- **Information shown**
>>>>>
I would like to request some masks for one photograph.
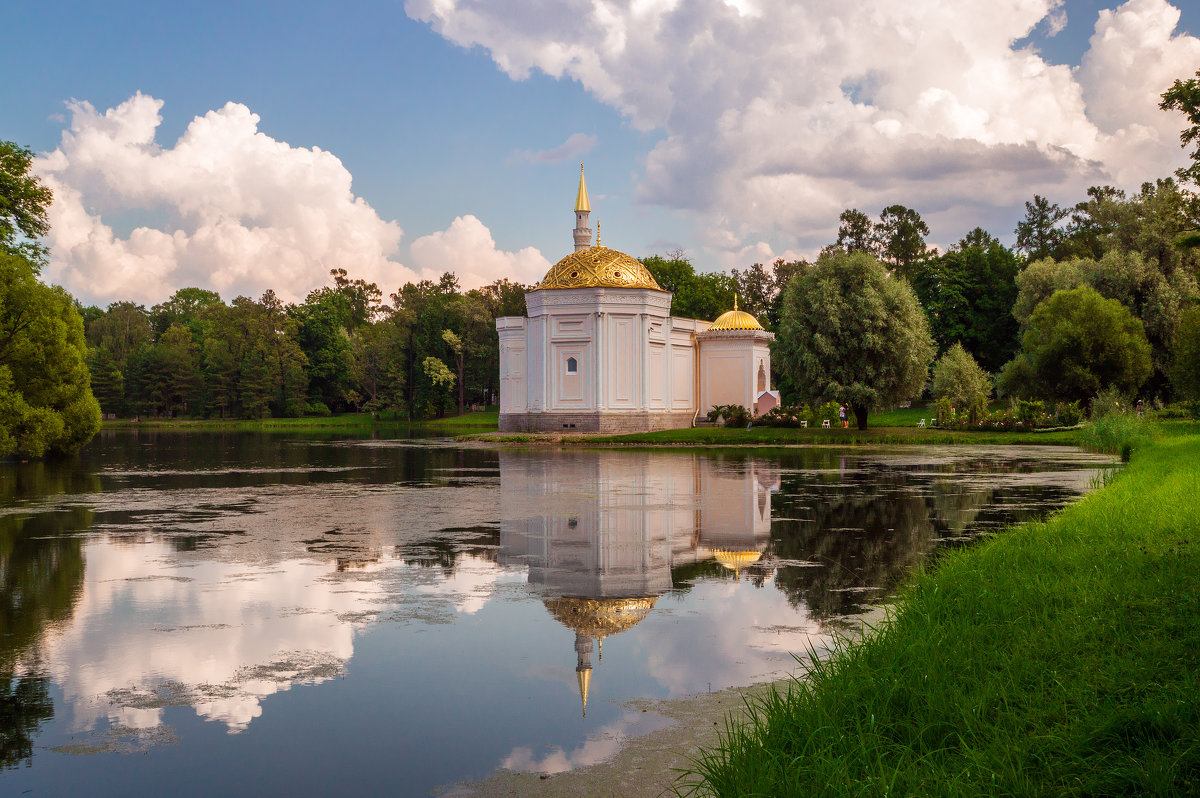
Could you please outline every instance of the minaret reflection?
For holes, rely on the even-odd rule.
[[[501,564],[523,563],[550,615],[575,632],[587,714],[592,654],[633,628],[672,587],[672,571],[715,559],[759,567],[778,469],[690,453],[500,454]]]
<<<<<
>>>>>
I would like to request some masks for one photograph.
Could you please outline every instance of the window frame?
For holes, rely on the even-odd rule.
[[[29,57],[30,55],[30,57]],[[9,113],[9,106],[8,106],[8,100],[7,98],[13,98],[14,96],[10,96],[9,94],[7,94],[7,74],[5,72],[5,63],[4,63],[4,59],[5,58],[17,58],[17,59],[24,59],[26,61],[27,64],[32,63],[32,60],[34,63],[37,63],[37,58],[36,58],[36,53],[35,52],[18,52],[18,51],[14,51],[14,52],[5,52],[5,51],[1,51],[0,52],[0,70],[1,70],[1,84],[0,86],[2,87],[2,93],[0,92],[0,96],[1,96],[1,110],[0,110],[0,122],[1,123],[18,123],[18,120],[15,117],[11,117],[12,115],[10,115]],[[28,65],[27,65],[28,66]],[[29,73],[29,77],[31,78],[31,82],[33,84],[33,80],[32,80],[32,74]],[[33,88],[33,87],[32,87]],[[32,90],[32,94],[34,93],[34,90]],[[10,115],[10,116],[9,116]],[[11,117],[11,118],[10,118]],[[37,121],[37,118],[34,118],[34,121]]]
<<<<<
- **What is needed**
Would you copy out each line of the records above where the word "outline" occurs?

- **Task solution**
Could you please outline every instance of the minaret reflection?
Could you please outline every instance of the window frame?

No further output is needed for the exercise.